§ TASK BRIEF
Resume the passage on imaginary places and invented worlds, writing on from the line "Observations made on a platform of a Tokyo train station."

§ PASSAGE PROVIDED
►

The archipelago of imaginary places
Comments on The Dictionary of Imaginary Places by Argentinian writer Alberto Manguel.
- Capillaria - fantasy novel by Hungarian author Frigyes Karinthy
- Lucian of Samosata - an Assyrian satirist
- Cabourg - the model for the fictional town of Balbec in Marcel Proust’s In Search of Lost Time.
- Yoknapatawpha County - Fictional Mississippi county created by William Faulkner, which is largely based upon and inspired by Lafayette County, Mississippi
- Bensalem - mythical city on Francis Bacon’s New Atlantis
- Icaria - Utopian city in The Voyage to Icaria by Étienne Cabet
- Ruritania - fictional country in The Prisoner of Zenda.
- Islands of Count Zaroff - fictional islands in The Most Dangerous Game.
- Albracca - fictional city in Italian romance
- Bastiani Fortress - fictional fortress in The Tartar Steppe
- Arcadia - poem by Jacopo Sannazaro
- Emilio Salgari - Italian writer of adventure novels
Stamps from states of mind
Hand painted stamps by American artist Donald Evans.
The encyclopaedia of an visionary
Calvino was (of course) fascinated by Codex Seraphinianus, an encyclopaedia of a fantasy world written in an made up language.
- Edward Lear - English artist and writer
- Leo Lionni - author and illustrator of children’s books
- André Leroi-Gourhan - French anthropologist
- Bruno Munari - Italian artist
IV. The shape of time
The old woman in the purple kimono
Observations made on a platform of a Tokyo train station.

◄

§ MATERIAL
►

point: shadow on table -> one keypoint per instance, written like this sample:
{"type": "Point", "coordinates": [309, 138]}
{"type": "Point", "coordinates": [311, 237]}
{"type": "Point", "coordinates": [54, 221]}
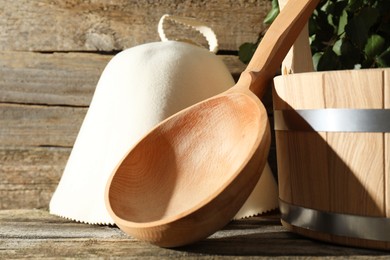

◄

§ RESPONSE TO THE TASK
- Fukinuki yatai 吹抜屋台 - literally “house without roof”, a technique used in Japanese art showing the inside of houses
- The Diary of Lady Murasaki 紫式部日記 - 11th century Japanese literature
The obverse of the sublime
Calvino does what he does best - looking at things (in this case, a Japanese garden) and thinking about his looking at things.
- Sento imperial palace 仙洞御所 - a garden in Tokyo
- Odaki/medaki waterfalls - the male and the female waterfall
- Saihō-ji 西芳寺 - a Buddhist temple in Tokyo famous for its moss garden
The wooden temple
In Japan, great buildings are built with wood, a perishable material, so they have to be rebuilt again and again.
- Ginkaku-ji 銀閣寺 - the silver pavilion, a Zen temple in Kyoto
The thousand gardens
A garden design that is all about changes.
- Katsura Imperial Villa 桂離宮 - a villa and gardens in Kyoto
- Tokonoma 床の間 - a recessed space in a Japanese-style reception room, in which items for artistic appreciation are displayed
- Sen no Rikyū 千利休 - 16th century Japanese tea master
- Sōgi 宗祇 - 15th century Japanese poet
The moon chasing the moon
Calvino thought about how the Zen gardens of Kyoto would look like under moonlight.
- Ryōan-ji 竜安寺 - temple in Kyoto, famous for its Zen garden. See also Clavino’s novel Mr. Palomar in a chapter titled The Sand Garden.
- Taruho Inagaki 稲垣 足穂 - Japanese avant-garde writer
The sword and the leaves
Calvino visited an exhibition about arms and armour from ancient japan, at Tokyo’s National Museum. At a garden in Kyoto, he recalled a Zen koan about a sword maker.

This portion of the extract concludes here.